■ REQUIRED TASK: Add 71 to every coordinate value in the polygon outlines and write out all of the material below again, requests included.

(Outline items for labeled areas)
□ □ □ □

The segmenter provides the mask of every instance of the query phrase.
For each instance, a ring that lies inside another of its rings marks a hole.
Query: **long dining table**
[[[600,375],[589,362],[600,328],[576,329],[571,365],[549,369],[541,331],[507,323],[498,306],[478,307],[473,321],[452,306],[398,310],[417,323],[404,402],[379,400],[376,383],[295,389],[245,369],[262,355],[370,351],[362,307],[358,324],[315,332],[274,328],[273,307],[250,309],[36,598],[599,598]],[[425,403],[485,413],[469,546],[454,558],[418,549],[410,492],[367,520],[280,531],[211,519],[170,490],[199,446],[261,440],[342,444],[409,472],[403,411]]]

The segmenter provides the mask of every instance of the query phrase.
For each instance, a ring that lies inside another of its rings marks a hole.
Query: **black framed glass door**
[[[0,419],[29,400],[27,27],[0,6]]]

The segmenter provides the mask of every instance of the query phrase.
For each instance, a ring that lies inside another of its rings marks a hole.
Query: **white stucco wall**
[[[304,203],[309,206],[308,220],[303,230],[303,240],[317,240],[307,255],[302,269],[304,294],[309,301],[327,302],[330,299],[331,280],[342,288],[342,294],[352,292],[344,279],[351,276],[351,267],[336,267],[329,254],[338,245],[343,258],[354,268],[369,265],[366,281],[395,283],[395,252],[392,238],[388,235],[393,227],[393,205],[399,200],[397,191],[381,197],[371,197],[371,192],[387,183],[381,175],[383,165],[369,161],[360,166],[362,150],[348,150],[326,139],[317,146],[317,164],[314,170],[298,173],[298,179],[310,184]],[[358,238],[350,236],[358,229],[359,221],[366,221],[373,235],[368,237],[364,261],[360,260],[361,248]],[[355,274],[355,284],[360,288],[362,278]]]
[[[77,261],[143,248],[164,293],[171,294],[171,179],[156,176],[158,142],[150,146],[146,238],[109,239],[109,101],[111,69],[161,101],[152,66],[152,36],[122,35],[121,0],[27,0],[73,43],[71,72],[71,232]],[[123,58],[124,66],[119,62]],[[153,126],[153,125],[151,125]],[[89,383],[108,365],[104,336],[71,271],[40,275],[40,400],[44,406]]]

□ □ □ □

■ EXPECTED ANSWER:
The segmenter provides the mask of every instance of the query phrase.
For each instance, a ring that lies inside another of its rings marks a hole.
Query: **long dining table**
[[[671,446],[660,433],[671,399],[647,400],[642,436],[620,440],[612,402],[578,394],[569,377],[549,378],[544,392],[523,377],[469,381],[488,394],[475,473],[450,471],[447,454],[366,460],[316,440],[333,426],[441,422],[433,378],[429,395],[386,403],[345,399],[344,378],[321,380],[107,669],[670,669]],[[496,474],[556,484],[540,617],[525,629],[489,620],[481,563],[438,591],[351,602],[282,590],[241,561],[270,517],[332,511],[413,515],[480,543],[474,482]]]

The segmenter provides the mask of every instance of the query phrase.
For each instance, a ring that lies inside another of its rings marks a hole.
Query: **black framed glass door**
[[[71,490],[100,471],[98,98],[71,77]]]

The segmenter provides the mask of every instance of the query phrase.
For each instance, a ring that lies inside another of its rings marks a hole.
Query: **white stucco wall**
[[[375,274],[380,277],[379,291],[374,301],[374,311],[388,311],[378,326],[373,340],[375,365],[380,372],[398,373],[401,370],[402,351],[413,359],[413,365],[423,363],[415,350],[422,347],[422,338],[407,338],[400,325],[409,316],[414,329],[425,339],[440,336],[437,352],[466,354],[466,323],[463,309],[459,306],[464,298],[464,276],[470,271],[468,262],[452,268],[442,268],[442,263],[458,254],[452,246],[454,236],[440,232],[431,237],[433,221],[419,221],[397,210],[388,217],[388,235],[385,241],[369,244],[369,250],[381,255]],[[429,309],[421,307],[429,300],[430,292],[437,292],[444,306],[439,308],[435,332],[431,331],[432,319]],[[426,345],[426,355],[431,359],[433,349]]]
[[[148,332],[214,319],[235,364],[242,365],[242,250],[227,247],[229,213],[221,217],[217,309],[180,310],[180,172],[182,140],[232,172],[223,137],[223,107],[193,106],[192,71],[98,71],[144,114],[142,143],[142,303]],[[194,129],[195,137],[190,133]],[[224,197],[224,196],[222,196]],[[160,454],[179,436],[175,407],[142,342],[111,346],[111,471],[115,477]]]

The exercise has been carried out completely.